# GIVEN DATA
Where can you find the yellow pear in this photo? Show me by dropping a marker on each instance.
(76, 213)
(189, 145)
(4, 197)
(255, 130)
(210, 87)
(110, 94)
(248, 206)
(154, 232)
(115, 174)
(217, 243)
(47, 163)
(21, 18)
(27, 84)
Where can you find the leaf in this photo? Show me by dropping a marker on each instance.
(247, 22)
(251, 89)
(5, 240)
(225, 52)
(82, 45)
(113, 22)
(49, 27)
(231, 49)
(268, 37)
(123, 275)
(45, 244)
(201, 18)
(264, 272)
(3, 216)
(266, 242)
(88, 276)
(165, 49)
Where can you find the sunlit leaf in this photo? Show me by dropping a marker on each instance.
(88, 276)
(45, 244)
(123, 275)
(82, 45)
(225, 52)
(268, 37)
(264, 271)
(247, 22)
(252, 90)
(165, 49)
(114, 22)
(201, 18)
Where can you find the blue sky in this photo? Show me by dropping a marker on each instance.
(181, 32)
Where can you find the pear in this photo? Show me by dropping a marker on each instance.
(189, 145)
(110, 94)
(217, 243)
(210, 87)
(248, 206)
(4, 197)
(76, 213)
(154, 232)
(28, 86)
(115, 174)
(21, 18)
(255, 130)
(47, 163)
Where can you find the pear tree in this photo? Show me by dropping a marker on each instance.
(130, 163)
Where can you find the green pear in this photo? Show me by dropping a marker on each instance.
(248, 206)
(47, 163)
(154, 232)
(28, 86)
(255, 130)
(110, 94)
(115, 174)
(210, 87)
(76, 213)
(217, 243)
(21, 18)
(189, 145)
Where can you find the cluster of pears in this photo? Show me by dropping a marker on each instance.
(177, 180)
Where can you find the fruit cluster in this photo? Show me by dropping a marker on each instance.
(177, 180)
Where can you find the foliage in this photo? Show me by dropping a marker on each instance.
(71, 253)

# EXERCISE GOAL
Every record above needs to be copied exactly.

# RESPONSE
Where can you find the yellow pear in this photo? Show me by dropping a marker on each instance.
(76, 213)
(189, 145)
(4, 197)
(255, 130)
(210, 87)
(110, 94)
(248, 206)
(154, 232)
(115, 174)
(217, 243)
(47, 163)
(21, 18)
(27, 84)
Where can you find the leaf in this photo? Show me by dropping a marker on each instance.
(247, 22)
(251, 89)
(5, 240)
(225, 52)
(82, 45)
(113, 22)
(49, 27)
(231, 49)
(268, 37)
(123, 275)
(45, 244)
(201, 18)
(264, 272)
(3, 216)
(266, 242)
(88, 276)
(165, 49)
Where can you find the sunlit leaf in this photo? Show me by dropping a marker on each instance.
(88, 276)
(45, 244)
(123, 275)
(82, 45)
(225, 52)
(268, 37)
(264, 271)
(247, 22)
(252, 90)
(165, 49)
(114, 22)
(201, 18)
Where can you find the blue sky in this photo? Show me by dropping a marker on each instance.
(181, 32)
Where can you find the pear in this photo? Show me by dropping a marker on each instance.
(189, 145)
(110, 94)
(217, 243)
(210, 87)
(248, 206)
(4, 197)
(76, 213)
(154, 232)
(28, 86)
(115, 174)
(21, 18)
(255, 130)
(47, 163)
Where can you find the pear tree in this photo? Show me by dropping a marker on each instance.
(130, 163)
Where can you find the green pear in this photo? Show me by dropping a marker on each instance.
(248, 206)
(47, 163)
(154, 232)
(28, 86)
(255, 130)
(110, 94)
(115, 174)
(210, 87)
(76, 213)
(217, 243)
(21, 18)
(189, 145)
Where can you find the cluster of pears in this photo? Show me by dropping a marker on each instance.
(177, 180)
Where can you find the fruit cluster in this photo? Show me by dropping a marker on each instance.
(177, 180)
Where can you find the foliage in this photo? Show me by dropping a marker on each instance.
(71, 253)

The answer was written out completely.